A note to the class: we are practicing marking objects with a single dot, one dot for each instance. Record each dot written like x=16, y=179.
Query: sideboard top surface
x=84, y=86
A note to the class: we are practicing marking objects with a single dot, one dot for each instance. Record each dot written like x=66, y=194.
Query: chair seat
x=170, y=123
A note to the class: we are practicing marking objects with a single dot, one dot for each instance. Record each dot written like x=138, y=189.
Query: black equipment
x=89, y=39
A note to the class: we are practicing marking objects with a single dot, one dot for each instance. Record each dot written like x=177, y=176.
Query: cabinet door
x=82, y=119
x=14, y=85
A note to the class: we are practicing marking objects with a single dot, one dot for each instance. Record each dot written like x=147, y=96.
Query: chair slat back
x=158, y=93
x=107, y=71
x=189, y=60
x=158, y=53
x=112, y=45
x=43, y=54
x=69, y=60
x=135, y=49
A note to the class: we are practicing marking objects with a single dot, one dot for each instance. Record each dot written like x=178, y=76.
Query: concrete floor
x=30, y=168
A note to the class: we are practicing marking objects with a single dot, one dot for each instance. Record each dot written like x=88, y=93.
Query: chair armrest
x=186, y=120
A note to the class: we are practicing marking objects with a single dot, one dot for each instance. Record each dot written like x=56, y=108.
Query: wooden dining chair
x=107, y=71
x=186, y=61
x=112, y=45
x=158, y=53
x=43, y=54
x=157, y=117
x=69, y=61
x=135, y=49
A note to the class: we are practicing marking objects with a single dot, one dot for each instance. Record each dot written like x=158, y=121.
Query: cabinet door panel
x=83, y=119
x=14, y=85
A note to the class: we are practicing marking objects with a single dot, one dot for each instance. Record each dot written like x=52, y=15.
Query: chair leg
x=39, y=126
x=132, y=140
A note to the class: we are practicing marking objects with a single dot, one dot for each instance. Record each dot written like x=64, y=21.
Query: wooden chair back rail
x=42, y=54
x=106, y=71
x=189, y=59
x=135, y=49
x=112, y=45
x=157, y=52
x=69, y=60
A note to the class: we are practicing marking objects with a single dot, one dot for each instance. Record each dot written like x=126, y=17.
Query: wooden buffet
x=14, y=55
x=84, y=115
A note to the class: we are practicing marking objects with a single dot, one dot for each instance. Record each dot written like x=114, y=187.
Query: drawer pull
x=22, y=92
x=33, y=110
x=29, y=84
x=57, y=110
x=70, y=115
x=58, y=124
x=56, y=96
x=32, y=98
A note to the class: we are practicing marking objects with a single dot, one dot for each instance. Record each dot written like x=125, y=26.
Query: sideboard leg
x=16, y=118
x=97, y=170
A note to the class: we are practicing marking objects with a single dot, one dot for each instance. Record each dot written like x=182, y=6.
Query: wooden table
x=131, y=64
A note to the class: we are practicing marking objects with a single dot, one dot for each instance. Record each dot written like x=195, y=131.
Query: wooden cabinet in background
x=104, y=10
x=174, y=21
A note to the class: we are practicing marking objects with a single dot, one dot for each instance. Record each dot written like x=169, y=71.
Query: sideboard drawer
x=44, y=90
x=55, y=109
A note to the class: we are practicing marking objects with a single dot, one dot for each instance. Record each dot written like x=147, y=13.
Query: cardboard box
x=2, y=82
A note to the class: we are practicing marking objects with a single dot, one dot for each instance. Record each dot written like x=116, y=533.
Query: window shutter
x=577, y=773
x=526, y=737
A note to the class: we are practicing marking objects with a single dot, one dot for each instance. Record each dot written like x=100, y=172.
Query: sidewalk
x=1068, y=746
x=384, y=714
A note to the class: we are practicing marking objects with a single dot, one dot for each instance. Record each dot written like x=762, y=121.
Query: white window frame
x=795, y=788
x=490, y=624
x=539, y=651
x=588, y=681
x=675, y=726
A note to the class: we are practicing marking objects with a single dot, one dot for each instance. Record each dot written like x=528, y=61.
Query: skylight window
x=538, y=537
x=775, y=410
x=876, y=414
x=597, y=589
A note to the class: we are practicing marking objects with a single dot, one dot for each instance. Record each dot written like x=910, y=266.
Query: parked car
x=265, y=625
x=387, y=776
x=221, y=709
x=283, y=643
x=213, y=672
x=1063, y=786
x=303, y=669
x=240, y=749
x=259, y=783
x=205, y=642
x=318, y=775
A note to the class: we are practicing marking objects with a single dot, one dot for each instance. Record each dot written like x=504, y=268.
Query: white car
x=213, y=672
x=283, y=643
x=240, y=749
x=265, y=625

Problem statement
Quote all of the records above word for word.

Solution for this exercise
A note to the class: we are practicing marking objects with a single dot, one dot for each instance. Record each dot written like x=16, y=179.
Query: sideboard top surface
x=84, y=86
A note to the class: we are practicing marking objects with a single dot, one dot for each instance. Record each dot written like x=66, y=194.
Query: chair seat
x=170, y=123
A note to the class: we are practicing marking objects with a single dot, one dot for each instance. Record each dot written like x=138, y=189.
Query: black equipment
x=89, y=39
A note to the class: we are practicing marking objects with a single dot, one dot for each instance. Record each dot written like x=177, y=176.
Query: cabinet door
x=82, y=119
x=14, y=85
A note to the class: we are practicing marking objects with a single dot, one dot for each instance. Record each dot written like x=147, y=96.
Query: chair slat back
x=158, y=93
x=107, y=71
x=189, y=60
x=158, y=53
x=112, y=45
x=43, y=54
x=69, y=60
x=135, y=49
A note to the class: we are practicing marking objects with a single dot, one dot for each instance. Record each dot written like x=178, y=76.
Query: concrete floor
x=30, y=168
A note to the class: we are practicing marking objects with a single dot, one dot for each instance. Record each dot written like x=88, y=93.
Query: chair armrest
x=186, y=120
A note to the class: we are practicing marking objects with a single dot, one dot for each instance. Record each dot written like x=56, y=108.
Query: wooden dining chair
x=107, y=71
x=186, y=61
x=112, y=45
x=158, y=53
x=43, y=54
x=157, y=117
x=69, y=61
x=135, y=49
A note to the class: we are practicing marking objects with a single dot, one dot for each instance. Record each dot written like x=158, y=121.
Query: cabinet door panel
x=83, y=119
x=14, y=85
A note to the class: we are practicing marking objects with a single dot, one dot for each instance. Record each dot written like x=52, y=15.
Query: chair leg
x=39, y=126
x=132, y=140
A note to the class: we are practicing marking objects with a single dot, one dot for each instance. Record each dot written like x=64, y=21.
Query: wooden chair back rail
x=42, y=54
x=106, y=71
x=189, y=59
x=135, y=49
x=112, y=45
x=157, y=52
x=69, y=60
A note to the class: we are practicing marking objects with a single dot, one dot for each instance. Record each dot written like x=126, y=17.
Query: wooden buffet
x=14, y=55
x=84, y=115
A note to the class: we are practicing marking objects with a single dot, one dot for each instance. Record each dot written like x=114, y=187.
Query: drawer pull
x=22, y=92
x=33, y=110
x=29, y=84
x=57, y=110
x=70, y=115
x=58, y=124
x=56, y=96
x=32, y=98
A note to the class: we are practicing marking objects with a single dot, one dot for each instance. Record each dot written like x=125, y=26.
Query: sideboard leg
x=16, y=118
x=97, y=170
A note to the class: we are practicing marking objects with a single dot, one dot for each instance. Record each dot written like x=182, y=6.
Query: wooden table
x=131, y=64
A note to the class: we are practicing marking objects with a single dot, one dot for each instance. Record each dot written like x=195, y=131.
Query: wooden cabinet in background
x=104, y=10
x=174, y=21
A note to the class: we are practicing marking objects with a single dot, one dot for each instance. Record each dot written like x=169, y=71.
Query: sideboard drawer
x=44, y=90
x=55, y=109
A note to the class: we are practicing marking objects with a single dot, one dot for each instance. Record each dot written like x=147, y=13.
Query: cardboard box
x=2, y=82
A note to the class: we are practicing marking objects with a single dot, one dot for each instance. Record each dot written like x=116, y=533.
Query: window shutter
x=577, y=773
x=526, y=737
A note to the class: we are practicing marking objects with a single dot, one dot for each instance. Record each dot written like x=100, y=172.
Query: sidewalk
x=1068, y=746
x=384, y=714
A note to the class: we are practicing marking objects with a single dot, one dot for each instance. Record each dot written like x=762, y=121.
Query: white window frame
x=795, y=788
x=490, y=624
x=539, y=651
x=588, y=681
x=675, y=726
A note to the class: we are practicing marking objects with a single dot, one dot for each instance. Record each dot written like x=528, y=61.
Query: skylight window
x=538, y=537
x=775, y=410
x=876, y=414
x=597, y=589
A note to the class: we are practicing marking objects with a single dot, one dot for each instance. Record each dot written like x=910, y=266.
Query: parked car
x=265, y=625
x=387, y=776
x=221, y=709
x=283, y=643
x=213, y=672
x=1063, y=786
x=303, y=669
x=240, y=749
x=259, y=783
x=205, y=642
x=318, y=775
A note to the class: we are practicing marking objects with a single dot, one dot for each instance. Record each dot written like x=504, y=268.
Query: white car
x=213, y=672
x=283, y=643
x=240, y=749
x=265, y=625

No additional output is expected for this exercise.